**Extrait du document:**
————

E4 est un professeur expérimenté, fatigué et usé par les injonctions mais toujours aussi motivé par son travail auprès des élèves. C'est sa « motivation ». Sa SEGPA est « ouverte » avec des mises en barrettes et une sixième inclusive sauf en maths et en français où « les élèves sont sortis ». Il se définit comme un « vieux machin », (le mot vieux est un terme récurent dans ses propos) qui se « bat contre lui-même », qui a « peur de perdre l'identité de la SEGPA », qu'on lui « vole » son savoir-faire pour le donner aux PLC. E4 est en « souffrance ». Il se demande avec l'inclusion ce

qu'il va devenir, « j'ai vraiment très peur, qu'est-ce qu'on va devenir, qu'est ce que vont devenir nos élèves ? ». Il « se remet en question » en permanence, ce qui crée chez lui « un mal-être » profond. Son travail est centré sur l'élève dans sa globalité : « l'élève arrive avec sa valise de problèmes, il est encombré, il faut faire le tri avant de pouvoir entrer dans les apprentissages ». L'élève « doit avoir confiance ».

————

**Extrait de données:**
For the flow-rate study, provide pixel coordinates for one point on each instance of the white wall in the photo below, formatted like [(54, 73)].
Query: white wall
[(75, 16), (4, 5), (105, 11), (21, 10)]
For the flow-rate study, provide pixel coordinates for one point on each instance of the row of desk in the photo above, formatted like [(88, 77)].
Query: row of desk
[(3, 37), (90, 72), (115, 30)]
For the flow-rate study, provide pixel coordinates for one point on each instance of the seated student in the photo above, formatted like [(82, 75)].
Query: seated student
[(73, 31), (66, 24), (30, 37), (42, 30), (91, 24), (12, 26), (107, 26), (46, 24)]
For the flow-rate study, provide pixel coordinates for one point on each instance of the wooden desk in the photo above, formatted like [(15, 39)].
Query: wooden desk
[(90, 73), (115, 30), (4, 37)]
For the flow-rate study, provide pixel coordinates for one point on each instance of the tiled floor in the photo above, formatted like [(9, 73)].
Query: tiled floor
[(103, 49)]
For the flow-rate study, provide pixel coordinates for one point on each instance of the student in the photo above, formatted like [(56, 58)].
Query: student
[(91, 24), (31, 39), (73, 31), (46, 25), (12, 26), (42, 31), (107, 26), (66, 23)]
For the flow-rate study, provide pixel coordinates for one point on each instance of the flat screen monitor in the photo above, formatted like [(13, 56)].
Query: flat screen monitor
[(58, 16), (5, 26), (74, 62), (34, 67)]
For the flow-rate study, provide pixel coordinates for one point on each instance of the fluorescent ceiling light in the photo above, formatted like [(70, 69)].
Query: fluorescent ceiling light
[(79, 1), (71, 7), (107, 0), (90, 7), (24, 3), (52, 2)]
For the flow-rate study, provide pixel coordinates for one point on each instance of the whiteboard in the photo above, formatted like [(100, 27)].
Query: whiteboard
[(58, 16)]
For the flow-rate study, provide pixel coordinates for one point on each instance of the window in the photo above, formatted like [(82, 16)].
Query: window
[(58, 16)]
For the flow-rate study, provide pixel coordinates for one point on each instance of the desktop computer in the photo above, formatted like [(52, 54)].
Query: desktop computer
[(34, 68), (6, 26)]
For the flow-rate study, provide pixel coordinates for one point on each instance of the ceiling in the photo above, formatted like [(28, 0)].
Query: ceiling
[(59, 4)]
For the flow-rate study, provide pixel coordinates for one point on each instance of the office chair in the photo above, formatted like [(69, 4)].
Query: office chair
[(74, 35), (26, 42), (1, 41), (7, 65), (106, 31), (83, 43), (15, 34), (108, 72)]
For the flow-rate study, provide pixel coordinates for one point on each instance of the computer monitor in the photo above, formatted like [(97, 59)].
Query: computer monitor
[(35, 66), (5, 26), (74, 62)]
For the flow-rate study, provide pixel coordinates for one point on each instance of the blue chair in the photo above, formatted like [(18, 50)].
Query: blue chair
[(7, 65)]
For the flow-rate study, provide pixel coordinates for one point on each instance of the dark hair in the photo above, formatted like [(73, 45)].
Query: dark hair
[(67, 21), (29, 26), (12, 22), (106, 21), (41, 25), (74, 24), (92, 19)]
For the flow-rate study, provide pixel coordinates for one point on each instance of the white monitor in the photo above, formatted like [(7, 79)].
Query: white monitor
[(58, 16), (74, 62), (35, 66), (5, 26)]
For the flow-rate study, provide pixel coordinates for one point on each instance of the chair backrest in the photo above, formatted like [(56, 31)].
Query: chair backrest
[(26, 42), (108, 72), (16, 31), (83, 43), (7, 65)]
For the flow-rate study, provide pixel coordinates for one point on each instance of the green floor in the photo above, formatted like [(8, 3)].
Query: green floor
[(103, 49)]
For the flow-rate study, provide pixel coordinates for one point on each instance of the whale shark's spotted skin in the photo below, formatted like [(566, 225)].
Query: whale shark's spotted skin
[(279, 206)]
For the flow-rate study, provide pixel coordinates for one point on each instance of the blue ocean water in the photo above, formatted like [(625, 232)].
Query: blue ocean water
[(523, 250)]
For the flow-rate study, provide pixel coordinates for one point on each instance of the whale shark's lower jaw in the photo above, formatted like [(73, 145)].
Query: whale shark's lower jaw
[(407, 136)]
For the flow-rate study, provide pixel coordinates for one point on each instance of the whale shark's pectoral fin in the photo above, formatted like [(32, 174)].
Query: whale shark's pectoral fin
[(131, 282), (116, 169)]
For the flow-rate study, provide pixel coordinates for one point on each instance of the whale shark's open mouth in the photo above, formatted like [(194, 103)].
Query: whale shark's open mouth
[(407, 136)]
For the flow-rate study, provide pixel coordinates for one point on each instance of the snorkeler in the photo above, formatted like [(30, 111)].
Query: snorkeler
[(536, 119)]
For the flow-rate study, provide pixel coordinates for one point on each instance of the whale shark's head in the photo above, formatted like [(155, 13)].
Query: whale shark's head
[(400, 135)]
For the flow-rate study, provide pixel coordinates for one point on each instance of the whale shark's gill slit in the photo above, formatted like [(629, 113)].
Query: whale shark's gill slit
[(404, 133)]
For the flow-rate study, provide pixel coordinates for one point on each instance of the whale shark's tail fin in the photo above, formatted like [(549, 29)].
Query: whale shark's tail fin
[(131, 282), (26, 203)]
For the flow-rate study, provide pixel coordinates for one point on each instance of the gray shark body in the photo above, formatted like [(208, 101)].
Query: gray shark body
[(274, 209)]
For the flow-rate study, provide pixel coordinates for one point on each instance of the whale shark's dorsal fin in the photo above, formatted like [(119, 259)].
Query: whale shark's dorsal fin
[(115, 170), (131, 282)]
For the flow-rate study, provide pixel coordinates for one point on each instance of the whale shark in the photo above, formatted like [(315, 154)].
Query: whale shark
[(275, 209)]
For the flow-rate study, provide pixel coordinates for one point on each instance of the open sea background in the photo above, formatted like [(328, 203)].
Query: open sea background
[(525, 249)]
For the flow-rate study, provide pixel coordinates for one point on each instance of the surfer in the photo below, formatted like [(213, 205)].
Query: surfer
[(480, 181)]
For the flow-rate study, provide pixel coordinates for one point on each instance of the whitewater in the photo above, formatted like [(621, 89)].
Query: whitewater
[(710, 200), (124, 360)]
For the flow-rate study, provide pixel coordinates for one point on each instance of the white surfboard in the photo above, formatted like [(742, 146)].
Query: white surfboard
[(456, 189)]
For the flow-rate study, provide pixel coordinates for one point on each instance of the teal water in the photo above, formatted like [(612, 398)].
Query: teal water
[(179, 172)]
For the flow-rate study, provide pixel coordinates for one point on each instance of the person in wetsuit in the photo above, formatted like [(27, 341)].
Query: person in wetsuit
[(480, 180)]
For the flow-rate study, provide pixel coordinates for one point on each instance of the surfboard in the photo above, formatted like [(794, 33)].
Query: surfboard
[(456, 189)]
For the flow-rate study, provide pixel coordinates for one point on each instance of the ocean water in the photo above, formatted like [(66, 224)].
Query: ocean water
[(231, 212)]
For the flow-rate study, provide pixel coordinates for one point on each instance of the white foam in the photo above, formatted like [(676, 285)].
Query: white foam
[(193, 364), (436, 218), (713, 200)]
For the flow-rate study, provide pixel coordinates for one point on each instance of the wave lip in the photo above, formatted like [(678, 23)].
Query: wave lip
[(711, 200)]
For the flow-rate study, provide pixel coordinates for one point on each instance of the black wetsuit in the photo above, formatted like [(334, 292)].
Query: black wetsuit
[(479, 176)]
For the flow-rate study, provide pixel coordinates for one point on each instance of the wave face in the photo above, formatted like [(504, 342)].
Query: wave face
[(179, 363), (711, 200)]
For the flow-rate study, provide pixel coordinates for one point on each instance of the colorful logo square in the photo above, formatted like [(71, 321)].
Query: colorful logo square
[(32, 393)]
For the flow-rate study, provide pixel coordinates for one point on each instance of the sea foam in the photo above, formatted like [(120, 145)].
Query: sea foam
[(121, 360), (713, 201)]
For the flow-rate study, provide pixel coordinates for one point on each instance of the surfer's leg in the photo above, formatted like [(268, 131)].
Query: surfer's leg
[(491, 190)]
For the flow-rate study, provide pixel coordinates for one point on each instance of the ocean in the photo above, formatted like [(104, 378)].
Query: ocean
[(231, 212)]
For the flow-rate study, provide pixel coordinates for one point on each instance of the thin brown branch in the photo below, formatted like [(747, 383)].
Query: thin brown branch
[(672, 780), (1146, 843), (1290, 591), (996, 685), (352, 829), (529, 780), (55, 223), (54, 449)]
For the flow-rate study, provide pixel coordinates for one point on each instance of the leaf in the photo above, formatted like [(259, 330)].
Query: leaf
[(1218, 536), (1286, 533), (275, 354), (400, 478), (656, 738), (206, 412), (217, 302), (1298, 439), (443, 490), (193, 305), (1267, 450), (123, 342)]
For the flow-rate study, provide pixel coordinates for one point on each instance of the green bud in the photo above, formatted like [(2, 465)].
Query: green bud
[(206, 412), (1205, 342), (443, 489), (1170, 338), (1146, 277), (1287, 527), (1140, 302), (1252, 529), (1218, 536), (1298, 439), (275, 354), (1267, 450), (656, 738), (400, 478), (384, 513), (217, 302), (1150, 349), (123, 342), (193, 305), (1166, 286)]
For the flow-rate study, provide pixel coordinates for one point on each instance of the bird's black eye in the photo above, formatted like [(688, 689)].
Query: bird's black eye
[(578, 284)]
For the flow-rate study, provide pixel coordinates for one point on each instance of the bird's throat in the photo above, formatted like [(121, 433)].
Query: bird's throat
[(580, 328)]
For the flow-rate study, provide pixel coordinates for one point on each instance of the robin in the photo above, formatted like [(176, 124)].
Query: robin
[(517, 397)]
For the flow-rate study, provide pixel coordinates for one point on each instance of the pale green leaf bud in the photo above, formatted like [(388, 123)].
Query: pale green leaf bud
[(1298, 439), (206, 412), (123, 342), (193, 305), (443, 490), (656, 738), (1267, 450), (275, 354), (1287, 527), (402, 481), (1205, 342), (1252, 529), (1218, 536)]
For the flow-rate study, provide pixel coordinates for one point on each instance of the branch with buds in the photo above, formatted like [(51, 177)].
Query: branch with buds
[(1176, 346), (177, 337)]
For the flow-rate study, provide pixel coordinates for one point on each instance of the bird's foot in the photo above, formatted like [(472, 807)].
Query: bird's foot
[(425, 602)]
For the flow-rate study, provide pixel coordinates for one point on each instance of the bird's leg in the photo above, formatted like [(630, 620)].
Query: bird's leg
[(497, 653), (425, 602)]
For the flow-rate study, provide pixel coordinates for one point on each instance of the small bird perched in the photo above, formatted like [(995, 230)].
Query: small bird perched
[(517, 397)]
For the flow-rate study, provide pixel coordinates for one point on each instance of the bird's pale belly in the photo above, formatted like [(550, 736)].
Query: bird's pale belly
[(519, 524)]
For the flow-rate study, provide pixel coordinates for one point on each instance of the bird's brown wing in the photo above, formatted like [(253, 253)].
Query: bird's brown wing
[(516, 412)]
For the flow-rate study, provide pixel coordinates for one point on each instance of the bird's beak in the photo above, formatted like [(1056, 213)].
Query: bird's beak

————

**Objectifs:**
(a) Dans le portrait de E4, qu'est-ce qui crée chez lui un mal-être profond ? Répondez en une à trois phrases.
(b) Comment traduire en anglais cette phrase du portrait de E4 : « Son travail est centré sur l'élève dans sa globalité : « l'élève arrive avec sa valise de problèmes, il est encombré, il faut faire le tri avant de pouvoir entrer dans les apprentissages ». » ?
(c) Reprenez le portrait de E4 juste après sa dernière phrase et poursuivez-le.

**Corrigé:**
(a) Ce mal-être vient de ce qu'il se remet en question en permanence. C'est cette remise en question constante qui le fait naître chez lui.

(b) His work is centered on the student as a whole: "the student arrives with a suitcase full of problems, weighed down by them, and you have to sort through it all before you can get into learning."

(c)
Ses réactions envers les PLC sont très claires : « ce sont de très bons élèves, excellents dans leur domaine mais qui ne savent pas faire passer leur savoir car ils le maîtrisent trop ». En SEGPA l'enseignant a « un autre regard » sur l'élève, il dispose d'une « liberté de fonctionnement » et ne subit pas la « pression des programmes » d'où une certaine liberté : « faire du français ou parler de la pluie, du beau temps, il peut le faire. Ou si il veut les emmener dehors, il peut le faire ». L'inclusion lui fait peur, il trouve que l'expérience de la sixième inclusive « est une perte de temps » puisqu'ils reviennent ensuite en 5ème SEGPA. Il se demande si derrière cette « belle idée » contre laquelle « personne ne peut être en désaccord » ne se cachent pas « des histoires d'argent et d'économie ». Pour ne pas perdre son identité, « il tire les ficelles » pour ne perdre la main, « je me bats contre moi-même pour essayer encore trouver de me convaincre, de dire Allez, si je m'investis, j'aurai encore le pouvoir ».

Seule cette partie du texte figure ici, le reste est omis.